* begin Information given *

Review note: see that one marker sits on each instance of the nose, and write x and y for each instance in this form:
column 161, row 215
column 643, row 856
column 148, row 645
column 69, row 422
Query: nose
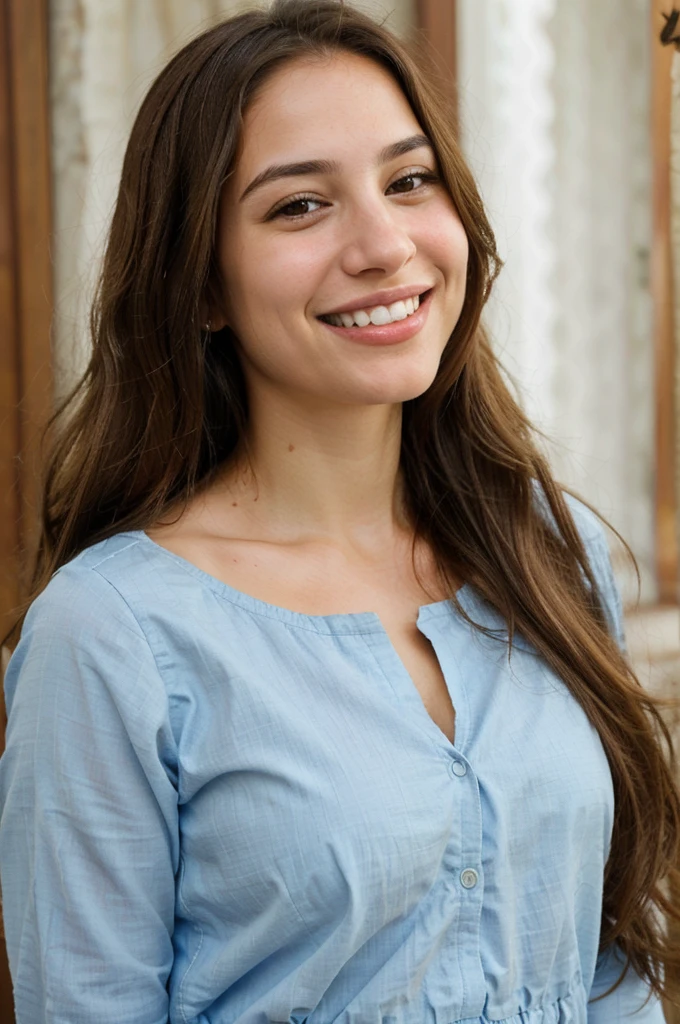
column 376, row 238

* end Information given *

Objective
Edit each item so that "Query" becomes "Target", keeping every other word the same. Omit the pictures from your version.

Reply to the task
Review note: see that one marker sits on each instance of the nose, and write x and y for each instance in this form:
column 161, row 215
column 643, row 856
column 148, row 645
column 69, row 422
Target: nose
column 376, row 238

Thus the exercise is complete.